[Point-based annotation data]
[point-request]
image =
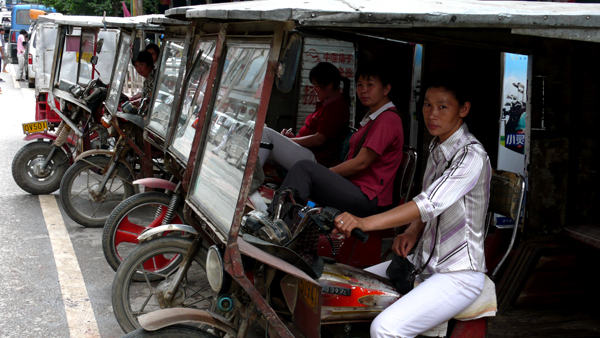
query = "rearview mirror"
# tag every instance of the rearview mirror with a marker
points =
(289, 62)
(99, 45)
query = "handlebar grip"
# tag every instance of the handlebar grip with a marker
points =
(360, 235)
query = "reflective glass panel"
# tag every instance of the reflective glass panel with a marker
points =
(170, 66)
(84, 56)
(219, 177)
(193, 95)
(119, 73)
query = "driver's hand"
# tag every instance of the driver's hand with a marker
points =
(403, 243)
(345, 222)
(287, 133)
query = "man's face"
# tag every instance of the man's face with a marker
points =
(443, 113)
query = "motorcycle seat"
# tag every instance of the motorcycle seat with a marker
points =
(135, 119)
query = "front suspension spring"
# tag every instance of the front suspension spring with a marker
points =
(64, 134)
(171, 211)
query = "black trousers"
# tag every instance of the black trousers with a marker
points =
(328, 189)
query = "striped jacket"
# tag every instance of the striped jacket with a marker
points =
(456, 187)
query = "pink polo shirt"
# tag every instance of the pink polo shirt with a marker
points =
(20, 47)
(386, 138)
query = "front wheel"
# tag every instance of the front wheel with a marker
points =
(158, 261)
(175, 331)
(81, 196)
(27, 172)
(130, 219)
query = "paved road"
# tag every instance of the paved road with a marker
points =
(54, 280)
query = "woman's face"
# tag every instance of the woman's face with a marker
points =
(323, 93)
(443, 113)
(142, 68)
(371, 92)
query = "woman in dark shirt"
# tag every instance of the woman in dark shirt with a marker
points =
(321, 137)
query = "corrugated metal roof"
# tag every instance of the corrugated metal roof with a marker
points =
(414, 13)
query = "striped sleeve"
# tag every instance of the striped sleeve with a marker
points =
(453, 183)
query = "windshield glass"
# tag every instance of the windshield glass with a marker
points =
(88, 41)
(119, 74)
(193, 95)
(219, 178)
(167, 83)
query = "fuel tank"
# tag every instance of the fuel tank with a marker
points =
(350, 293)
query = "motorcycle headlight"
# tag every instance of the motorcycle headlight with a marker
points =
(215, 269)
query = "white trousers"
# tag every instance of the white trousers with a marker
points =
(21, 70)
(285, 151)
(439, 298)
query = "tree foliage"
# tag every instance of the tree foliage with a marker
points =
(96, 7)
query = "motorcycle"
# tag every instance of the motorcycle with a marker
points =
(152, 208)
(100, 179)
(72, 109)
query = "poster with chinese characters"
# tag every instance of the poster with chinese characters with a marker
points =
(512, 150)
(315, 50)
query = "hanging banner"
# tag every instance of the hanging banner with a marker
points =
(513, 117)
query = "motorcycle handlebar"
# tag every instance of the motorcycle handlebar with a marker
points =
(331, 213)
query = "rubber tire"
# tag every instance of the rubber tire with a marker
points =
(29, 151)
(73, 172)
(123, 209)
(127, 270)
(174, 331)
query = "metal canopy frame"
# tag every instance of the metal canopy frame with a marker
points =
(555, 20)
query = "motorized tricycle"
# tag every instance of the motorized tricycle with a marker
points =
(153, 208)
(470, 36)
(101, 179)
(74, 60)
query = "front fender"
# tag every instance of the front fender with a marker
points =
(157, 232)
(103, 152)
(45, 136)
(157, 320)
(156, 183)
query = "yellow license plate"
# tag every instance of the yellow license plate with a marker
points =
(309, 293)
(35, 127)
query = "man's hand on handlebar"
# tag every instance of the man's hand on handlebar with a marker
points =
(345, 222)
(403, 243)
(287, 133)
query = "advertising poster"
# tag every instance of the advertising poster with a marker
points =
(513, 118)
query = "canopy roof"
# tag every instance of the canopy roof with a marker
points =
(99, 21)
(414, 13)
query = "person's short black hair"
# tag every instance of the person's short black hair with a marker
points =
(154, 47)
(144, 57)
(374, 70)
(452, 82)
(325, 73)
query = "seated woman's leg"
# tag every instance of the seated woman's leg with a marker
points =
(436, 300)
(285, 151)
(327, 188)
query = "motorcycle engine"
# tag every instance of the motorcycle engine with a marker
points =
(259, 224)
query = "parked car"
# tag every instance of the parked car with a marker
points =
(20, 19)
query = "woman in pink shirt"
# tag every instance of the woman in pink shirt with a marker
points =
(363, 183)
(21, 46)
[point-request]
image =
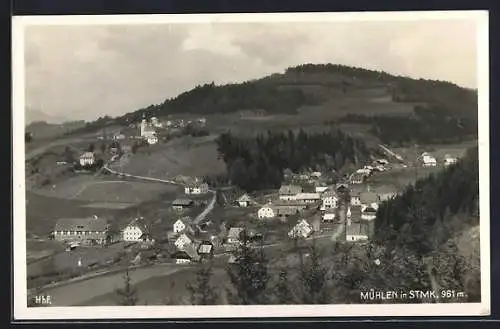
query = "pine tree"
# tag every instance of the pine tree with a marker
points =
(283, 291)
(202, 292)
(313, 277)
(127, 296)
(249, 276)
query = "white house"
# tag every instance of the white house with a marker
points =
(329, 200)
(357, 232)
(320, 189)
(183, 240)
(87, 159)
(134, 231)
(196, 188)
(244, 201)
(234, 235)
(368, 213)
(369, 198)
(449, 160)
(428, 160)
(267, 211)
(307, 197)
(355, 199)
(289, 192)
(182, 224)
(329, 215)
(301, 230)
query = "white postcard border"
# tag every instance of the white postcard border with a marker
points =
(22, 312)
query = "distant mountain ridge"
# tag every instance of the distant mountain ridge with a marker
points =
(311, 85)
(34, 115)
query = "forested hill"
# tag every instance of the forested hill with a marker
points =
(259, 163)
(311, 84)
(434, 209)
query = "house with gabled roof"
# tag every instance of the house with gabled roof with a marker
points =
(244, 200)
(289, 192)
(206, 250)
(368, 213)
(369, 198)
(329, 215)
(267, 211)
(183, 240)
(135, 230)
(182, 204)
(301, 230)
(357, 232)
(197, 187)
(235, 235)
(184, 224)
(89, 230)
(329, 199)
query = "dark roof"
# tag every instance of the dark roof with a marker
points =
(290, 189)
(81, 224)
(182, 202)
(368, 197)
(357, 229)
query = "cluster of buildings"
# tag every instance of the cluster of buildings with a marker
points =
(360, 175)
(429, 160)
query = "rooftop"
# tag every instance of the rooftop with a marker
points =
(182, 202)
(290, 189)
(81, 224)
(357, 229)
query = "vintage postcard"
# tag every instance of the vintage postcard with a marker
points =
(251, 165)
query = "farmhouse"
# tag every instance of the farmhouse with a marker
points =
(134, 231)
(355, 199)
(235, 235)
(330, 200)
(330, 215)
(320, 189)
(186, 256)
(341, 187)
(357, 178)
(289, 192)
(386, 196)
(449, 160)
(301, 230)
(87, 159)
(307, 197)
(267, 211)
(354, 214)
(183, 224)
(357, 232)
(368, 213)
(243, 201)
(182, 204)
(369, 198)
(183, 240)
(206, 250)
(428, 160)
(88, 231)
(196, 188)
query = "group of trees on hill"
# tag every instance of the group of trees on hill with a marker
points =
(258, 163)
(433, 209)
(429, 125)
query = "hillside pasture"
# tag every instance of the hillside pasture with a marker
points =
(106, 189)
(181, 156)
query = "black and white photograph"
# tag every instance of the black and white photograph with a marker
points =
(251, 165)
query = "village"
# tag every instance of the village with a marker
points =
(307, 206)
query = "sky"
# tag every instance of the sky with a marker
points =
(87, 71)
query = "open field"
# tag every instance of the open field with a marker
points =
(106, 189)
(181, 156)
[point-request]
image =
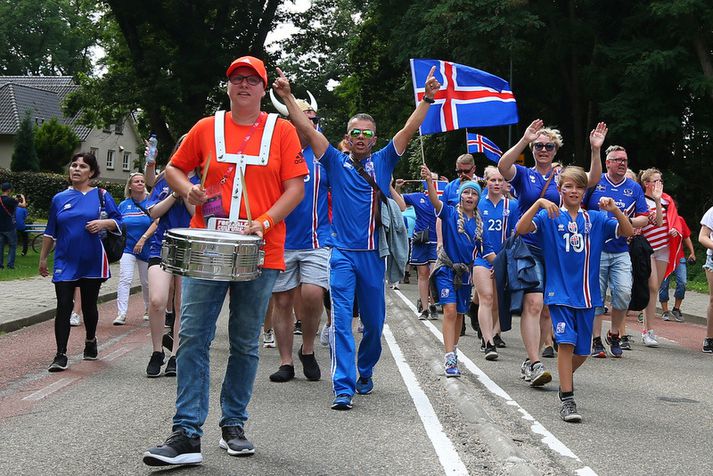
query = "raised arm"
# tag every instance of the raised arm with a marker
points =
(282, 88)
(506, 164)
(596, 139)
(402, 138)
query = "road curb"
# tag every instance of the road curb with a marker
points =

* * *

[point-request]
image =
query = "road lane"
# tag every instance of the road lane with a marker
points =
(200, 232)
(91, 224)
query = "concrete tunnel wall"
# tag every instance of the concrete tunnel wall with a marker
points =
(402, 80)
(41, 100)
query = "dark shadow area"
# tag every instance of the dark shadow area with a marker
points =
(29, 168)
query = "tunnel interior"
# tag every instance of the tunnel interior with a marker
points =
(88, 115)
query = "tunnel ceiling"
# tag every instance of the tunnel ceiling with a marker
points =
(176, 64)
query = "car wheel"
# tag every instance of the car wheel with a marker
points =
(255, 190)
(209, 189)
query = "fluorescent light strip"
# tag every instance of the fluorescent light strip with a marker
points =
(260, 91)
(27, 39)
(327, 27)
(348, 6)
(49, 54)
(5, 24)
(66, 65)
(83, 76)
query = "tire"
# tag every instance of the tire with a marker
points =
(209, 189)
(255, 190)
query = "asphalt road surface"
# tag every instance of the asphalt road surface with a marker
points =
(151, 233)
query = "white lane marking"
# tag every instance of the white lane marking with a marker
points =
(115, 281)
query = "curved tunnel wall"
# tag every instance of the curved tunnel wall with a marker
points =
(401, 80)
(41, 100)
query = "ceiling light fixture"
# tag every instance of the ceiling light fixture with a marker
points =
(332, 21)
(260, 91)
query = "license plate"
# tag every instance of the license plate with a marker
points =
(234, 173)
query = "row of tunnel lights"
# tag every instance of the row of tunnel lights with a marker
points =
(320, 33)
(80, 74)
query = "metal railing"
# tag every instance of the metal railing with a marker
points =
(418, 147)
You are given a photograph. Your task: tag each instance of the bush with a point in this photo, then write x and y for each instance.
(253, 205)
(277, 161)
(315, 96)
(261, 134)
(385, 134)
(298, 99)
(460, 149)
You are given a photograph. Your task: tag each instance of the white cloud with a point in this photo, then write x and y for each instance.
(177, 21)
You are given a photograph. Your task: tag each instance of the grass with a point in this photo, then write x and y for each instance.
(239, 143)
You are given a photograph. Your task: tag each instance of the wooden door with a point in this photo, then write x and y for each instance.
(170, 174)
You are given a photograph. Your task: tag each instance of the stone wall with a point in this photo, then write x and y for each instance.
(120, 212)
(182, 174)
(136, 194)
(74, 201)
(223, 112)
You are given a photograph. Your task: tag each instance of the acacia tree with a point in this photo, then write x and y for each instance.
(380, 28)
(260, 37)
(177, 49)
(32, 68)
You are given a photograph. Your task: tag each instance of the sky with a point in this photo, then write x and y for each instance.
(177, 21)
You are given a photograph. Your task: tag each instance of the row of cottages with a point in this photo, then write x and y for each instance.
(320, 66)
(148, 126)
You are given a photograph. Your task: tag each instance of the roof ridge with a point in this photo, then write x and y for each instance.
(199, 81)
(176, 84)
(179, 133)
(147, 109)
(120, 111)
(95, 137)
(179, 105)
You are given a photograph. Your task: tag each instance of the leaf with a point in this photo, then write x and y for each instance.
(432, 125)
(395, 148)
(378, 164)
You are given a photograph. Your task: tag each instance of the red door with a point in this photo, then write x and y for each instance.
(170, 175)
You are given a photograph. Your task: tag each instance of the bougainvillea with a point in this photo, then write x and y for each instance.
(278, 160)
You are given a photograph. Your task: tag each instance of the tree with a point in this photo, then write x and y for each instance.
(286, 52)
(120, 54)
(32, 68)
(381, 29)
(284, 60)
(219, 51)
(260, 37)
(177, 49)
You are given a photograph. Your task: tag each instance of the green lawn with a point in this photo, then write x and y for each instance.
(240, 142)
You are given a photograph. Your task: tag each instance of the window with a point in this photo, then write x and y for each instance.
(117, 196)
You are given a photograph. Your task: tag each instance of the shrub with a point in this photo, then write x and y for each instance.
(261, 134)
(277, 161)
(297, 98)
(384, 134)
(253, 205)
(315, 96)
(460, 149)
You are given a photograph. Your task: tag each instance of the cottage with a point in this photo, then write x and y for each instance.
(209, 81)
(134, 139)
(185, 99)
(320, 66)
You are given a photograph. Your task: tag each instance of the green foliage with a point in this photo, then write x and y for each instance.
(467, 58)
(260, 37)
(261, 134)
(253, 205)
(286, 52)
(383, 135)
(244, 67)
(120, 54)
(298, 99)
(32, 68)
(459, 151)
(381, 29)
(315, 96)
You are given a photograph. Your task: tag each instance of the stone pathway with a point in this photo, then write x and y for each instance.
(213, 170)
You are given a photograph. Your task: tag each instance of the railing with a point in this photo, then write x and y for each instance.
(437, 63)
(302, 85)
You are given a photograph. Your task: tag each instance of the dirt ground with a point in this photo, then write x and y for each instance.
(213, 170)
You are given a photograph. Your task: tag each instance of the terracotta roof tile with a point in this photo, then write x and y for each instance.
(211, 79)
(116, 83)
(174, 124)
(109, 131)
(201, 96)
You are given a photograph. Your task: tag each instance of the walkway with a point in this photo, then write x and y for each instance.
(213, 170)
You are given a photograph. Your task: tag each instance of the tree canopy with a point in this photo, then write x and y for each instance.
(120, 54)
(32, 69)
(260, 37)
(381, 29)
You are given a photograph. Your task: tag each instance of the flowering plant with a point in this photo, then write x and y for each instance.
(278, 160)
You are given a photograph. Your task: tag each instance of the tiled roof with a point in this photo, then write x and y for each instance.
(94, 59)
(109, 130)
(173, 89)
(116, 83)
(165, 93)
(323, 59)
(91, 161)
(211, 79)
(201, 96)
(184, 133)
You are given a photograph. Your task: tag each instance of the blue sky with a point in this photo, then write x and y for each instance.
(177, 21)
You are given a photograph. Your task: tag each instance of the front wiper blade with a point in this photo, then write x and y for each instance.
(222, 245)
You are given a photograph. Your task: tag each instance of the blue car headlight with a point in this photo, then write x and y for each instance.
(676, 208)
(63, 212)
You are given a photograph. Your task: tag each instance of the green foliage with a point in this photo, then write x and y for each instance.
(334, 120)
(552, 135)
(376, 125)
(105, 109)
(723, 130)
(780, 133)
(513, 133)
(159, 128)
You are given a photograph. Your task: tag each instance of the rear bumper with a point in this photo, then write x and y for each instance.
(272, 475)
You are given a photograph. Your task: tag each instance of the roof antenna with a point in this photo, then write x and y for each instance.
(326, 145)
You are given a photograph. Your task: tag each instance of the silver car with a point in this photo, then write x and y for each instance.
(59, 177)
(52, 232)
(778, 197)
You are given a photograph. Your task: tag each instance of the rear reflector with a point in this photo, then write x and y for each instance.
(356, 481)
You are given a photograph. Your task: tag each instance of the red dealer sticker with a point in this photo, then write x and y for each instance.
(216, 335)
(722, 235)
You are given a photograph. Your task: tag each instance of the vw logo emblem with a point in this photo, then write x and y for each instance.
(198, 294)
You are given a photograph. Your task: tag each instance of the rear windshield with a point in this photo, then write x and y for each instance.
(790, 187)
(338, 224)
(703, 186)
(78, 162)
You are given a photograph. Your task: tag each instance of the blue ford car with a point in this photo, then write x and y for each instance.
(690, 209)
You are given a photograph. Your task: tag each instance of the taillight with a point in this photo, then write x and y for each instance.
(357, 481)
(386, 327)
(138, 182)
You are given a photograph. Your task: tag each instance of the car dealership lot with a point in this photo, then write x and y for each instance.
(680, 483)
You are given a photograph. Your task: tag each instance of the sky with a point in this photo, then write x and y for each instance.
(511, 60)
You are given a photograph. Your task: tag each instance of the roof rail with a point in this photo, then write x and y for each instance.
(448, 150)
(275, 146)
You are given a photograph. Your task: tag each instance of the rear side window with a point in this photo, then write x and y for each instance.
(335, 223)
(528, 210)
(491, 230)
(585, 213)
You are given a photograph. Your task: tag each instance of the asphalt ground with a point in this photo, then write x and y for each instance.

...

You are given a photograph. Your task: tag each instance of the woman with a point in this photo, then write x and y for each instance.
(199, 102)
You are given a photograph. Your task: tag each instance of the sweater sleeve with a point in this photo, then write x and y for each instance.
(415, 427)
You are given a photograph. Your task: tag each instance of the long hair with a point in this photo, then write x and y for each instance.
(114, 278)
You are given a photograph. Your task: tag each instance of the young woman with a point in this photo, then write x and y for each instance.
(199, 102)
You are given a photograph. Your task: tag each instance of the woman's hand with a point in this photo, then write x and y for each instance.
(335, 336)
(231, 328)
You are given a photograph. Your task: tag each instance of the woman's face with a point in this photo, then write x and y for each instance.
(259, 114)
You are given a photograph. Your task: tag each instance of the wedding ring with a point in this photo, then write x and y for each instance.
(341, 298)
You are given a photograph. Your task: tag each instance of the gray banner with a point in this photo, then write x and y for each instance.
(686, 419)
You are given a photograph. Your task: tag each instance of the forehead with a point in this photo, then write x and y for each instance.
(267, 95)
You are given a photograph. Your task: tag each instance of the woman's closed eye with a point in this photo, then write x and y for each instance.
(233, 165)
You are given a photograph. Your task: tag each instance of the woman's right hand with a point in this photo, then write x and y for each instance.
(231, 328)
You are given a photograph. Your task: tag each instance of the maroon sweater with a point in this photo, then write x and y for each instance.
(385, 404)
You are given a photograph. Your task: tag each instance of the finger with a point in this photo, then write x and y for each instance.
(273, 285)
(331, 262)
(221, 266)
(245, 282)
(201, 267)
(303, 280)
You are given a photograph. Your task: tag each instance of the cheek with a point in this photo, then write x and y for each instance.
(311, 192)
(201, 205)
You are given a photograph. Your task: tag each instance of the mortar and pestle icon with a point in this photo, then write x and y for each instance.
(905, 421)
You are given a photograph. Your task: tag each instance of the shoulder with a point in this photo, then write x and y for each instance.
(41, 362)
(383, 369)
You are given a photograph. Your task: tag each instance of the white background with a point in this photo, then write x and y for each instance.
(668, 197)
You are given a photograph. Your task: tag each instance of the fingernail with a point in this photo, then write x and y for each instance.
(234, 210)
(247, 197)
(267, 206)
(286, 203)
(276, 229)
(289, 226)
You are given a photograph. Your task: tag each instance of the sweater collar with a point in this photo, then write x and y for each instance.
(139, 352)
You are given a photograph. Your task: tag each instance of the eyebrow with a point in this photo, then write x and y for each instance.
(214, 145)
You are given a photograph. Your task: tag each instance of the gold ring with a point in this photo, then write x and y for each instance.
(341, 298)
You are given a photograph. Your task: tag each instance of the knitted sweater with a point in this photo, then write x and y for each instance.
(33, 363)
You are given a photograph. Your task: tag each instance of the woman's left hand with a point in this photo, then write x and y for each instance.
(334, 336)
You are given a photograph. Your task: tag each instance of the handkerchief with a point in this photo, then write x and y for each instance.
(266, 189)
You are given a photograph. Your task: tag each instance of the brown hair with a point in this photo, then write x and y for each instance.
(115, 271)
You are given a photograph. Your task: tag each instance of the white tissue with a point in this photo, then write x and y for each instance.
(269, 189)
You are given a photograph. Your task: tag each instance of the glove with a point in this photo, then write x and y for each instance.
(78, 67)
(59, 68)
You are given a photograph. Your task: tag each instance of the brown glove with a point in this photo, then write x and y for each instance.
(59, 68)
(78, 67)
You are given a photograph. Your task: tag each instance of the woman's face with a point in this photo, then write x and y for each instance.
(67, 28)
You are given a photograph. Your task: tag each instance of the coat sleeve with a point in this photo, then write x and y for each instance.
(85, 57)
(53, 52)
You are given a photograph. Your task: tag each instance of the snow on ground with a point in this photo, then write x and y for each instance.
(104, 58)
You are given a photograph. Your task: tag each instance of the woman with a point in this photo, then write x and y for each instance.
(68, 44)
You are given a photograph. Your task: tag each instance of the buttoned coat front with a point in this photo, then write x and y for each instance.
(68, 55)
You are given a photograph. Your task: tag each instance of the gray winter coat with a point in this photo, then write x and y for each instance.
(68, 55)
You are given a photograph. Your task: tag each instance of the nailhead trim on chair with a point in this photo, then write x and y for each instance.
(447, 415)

(DIRECTION)
Identify every line in the items above that contains the word "seated" and copy each one in full. Matching is case-sensitive.

(SOLVED EXERCISE)
query = "seated woman's leg"
# tag every instance of the seated woman's leg with a marker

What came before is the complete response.